Extrait à lire:
-*-

2. L’affaire Snowden : révélation d’une souveraineté affaiblie
Les révélations d’Edward Snowden, ancien analyste de la NSA, en 2013, ont mis en lumière l’ampleur des dispositifs de surveillance électronique déployés par les États-Unis. En exploitant leur position centrale dans l’architecture de l’Internet mondial, les agences américaines ont pu intercepter des milliards de communications, y compris entre chefs d’État, institutions internationales, entreprises stratégiques et citoyens ordinaires.
Cette capacité de surveillance planétaire, fondée sur l’accès aux câbles sous-marins, aux centres de données, aux plateformes de messagerie ou de stockage, a démontré que la souveraineté de nombreux États était devenue théorique. Elle a aussi révélé que dans le champ numérique, les rapports de force ne sont pas équilibrés. La neutralité, dans ce contexte, devient non seulement difficile, mais vulnérable, car l’État neutre peut être espionné, manipulé ou désinformé sans même avoir été engagé dans une hostilité active.
3. La guerre des matériaux : la souveraineté par les ressources
Outre l’infrastructure et les données, la souveraineté numérique repose aussi sur l’accès aux ressources matérielles nécessaires à la production technologique. Dans ce domaine, la Chine détient un avantage stratégique considérable. Elle contrôle directement ou indirectement plus de 80 % des terres rares et des métaux critiques indispensables à la fabrication de composants électroniques, d’ordinateurs, de batteries, de capteurs et de dispositifs d’intelligence artificielle.
Cette maîtrise des ressources fondamentales place Pékin en position de force dans les négociations internationales. La Chine peut conditionner l’accès à ces matériaux à des concessions diplomatiques, technologiques ou économiques. Pour les États souhaitant maintenir une posture de neutralité stratégique, cette dépendance constitue un facteur de pression extérieur qui limite leur marge de manœuvre. Car la neutralité, pour être crédible, doit être associée à une certaine autonomie matérielle.
4. Une vulnérabilité généralisée des États non alignés
Dans un monde où la plupart des infrastructures numériques sont concentrées entre les mains d’une poignée de puissances technologiques, la grande majorité des États sont placés en situation de vulnérabilité stratégique. Leur accès à l’Internet, leur capacité à héberger et protéger leurs données, à sécuriser leurs transactions économiques, à assurer la résilience de leurs réseaux, dépend d’acteurs extérieurs.
Cette vulnérabilité affaiblit non seulement la souveraineté, mais aussi la crédibilité de toute posture de neutralité. En cas de crise ou de conflit informationnel, l’État neutre peut voir ses canaux coupés, ses données captées, son espace informationnel déstabilisé. La neutralité devient alors une posture nominale, sans consistance opérationnelle.
5. Vers une neutralité numérique active
Face à cette situation, il devient nécessaire de concevoir une nouvelle forme de neutralité : une neutralité numérique active. Celle-ci ne se définit plus par l’abstention, mais par l’action : développer des infrastructures souveraines, créer des normes nationales ou régionales de régulation, promouvoir des alternatives aux plateformes dominantes, construire des coalitions d’États pour défendre la gouvernance du cyberespace comme un bien commun mondial.

-*-

Données fournies:
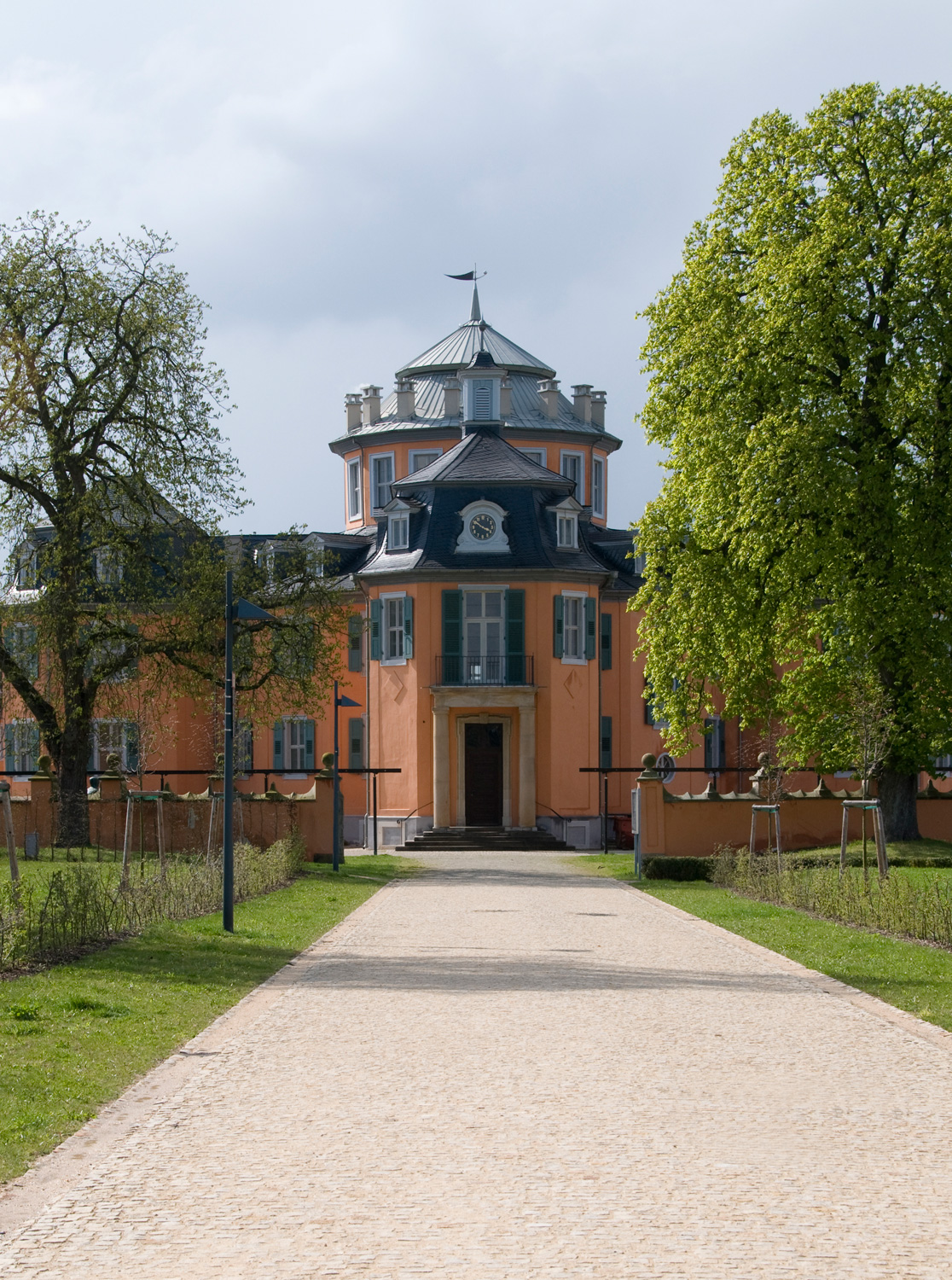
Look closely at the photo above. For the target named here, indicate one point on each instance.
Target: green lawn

-*-

Objectif de l'exercice: Dans l'extrait sur la souveraineté numérique, relevez toutes les actions qui définissent la neutralité numérique active.

Réponse attendue:
- développer des infrastructures souveraines
- créer des normes nationales ou régionales de régulation
- promouvoir des alternatives aux plateformes dominantes
- construire des coalitions d'États pour défendre la gouvernance du cyberespace comme un bien commun mondial